Task details: Reproduce all records verbatim.

Raw records:
* * *

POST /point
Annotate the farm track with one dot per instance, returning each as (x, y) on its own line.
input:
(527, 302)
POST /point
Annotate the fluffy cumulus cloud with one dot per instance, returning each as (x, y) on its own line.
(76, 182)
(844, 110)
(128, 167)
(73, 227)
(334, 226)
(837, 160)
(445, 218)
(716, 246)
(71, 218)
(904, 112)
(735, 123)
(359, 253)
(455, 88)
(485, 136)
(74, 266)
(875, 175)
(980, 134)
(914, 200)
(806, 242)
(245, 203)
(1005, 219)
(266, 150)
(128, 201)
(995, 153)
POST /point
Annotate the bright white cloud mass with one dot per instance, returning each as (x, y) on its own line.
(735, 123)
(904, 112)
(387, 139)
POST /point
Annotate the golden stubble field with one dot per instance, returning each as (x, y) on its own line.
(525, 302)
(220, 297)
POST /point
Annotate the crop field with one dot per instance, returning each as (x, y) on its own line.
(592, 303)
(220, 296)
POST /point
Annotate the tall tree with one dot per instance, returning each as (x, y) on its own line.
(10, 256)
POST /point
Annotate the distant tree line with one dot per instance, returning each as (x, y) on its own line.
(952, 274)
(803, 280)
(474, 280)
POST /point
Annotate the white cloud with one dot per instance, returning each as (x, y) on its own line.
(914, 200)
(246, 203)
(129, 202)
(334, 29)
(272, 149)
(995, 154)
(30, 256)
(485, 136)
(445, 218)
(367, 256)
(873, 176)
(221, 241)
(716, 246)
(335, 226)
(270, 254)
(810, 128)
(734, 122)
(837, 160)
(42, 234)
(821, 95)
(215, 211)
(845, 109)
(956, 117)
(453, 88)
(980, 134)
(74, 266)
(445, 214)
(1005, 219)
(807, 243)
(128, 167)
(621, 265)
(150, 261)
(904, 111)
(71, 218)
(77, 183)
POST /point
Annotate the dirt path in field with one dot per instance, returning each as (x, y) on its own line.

* * *

Exercise solution:
POST /point
Annotate the farm track with one dot per instance, returning each as (x, y) on its own line.
input:
(527, 302)
POST /point
Annotate the fluffy cumulus cloud with one dot per instance, returning each as (x, y) on its own line.
(76, 182)
(844, 110)
(128, 167)
(73, 227)
(334, 226)
(837, 160)
(445, 218)
(716, 246)
(71, 218)
(904, 112)
(735, 123)
(359, 253)
(455, 88)
(485, 136)
(74, 266)
(875, 175)
(980, 134)
(914, 200)
(806, 242)
(245, 203)
(1005, 219)
(266, 150)
(128, 201)
(995, 153)
POST /point
Annotate the bright white cloud mass with one dot per instance, returning each as (x, y) on its own line.
(735, 123)
(904, 112)
(387, 139)
POST /point
Annotate the golden stubble field with one dot per instance, returning each as (x, y) on its own line.
(525, 302)
(220, 297)
POST /point
Annotate the crop field with one dot per instance, returning each as (x, y) on its own line.
(592, 303)
(220, 296)
POST /point
Annotate the tall tree with one dot per instance, returning each as (x, y) on its own line.
(10, 256)
POST /point
Annotate the distant tree line with one dot per instance, returning each as (x, y) on its own line.
(952, 274)
(803, 280)
(474, 280)
POST /point
Annotate the white cloud with one dot per instance, returning each as (x, y) on its own line.
(914, 200)
(246, 203)
(129, 202)
(334, 29)
(272, 149)
(995, 154)
(30, 256)
(485, 136)
(445, 218)
(367, 256)
(873, 176)
(221, 241)
(716, 246)
(335, 226)
(270, 254)
(810, 128)
(734, 122)
(837, 160)
(42, 234)
(821, 95)
(215, 211)
(845, 109)
(956, 117)
(453, 88)
(980, 134)
(74, 266)
(445, 214)
(1005, 219)
(807, 243)
(128, 167)
(621, 265)
(150, 261)
(904, 111)
(71, 218)
(77, 183)
POST /point
Annotate the dirt path in field with one dot per instance, returning each as (x, y) on its own line.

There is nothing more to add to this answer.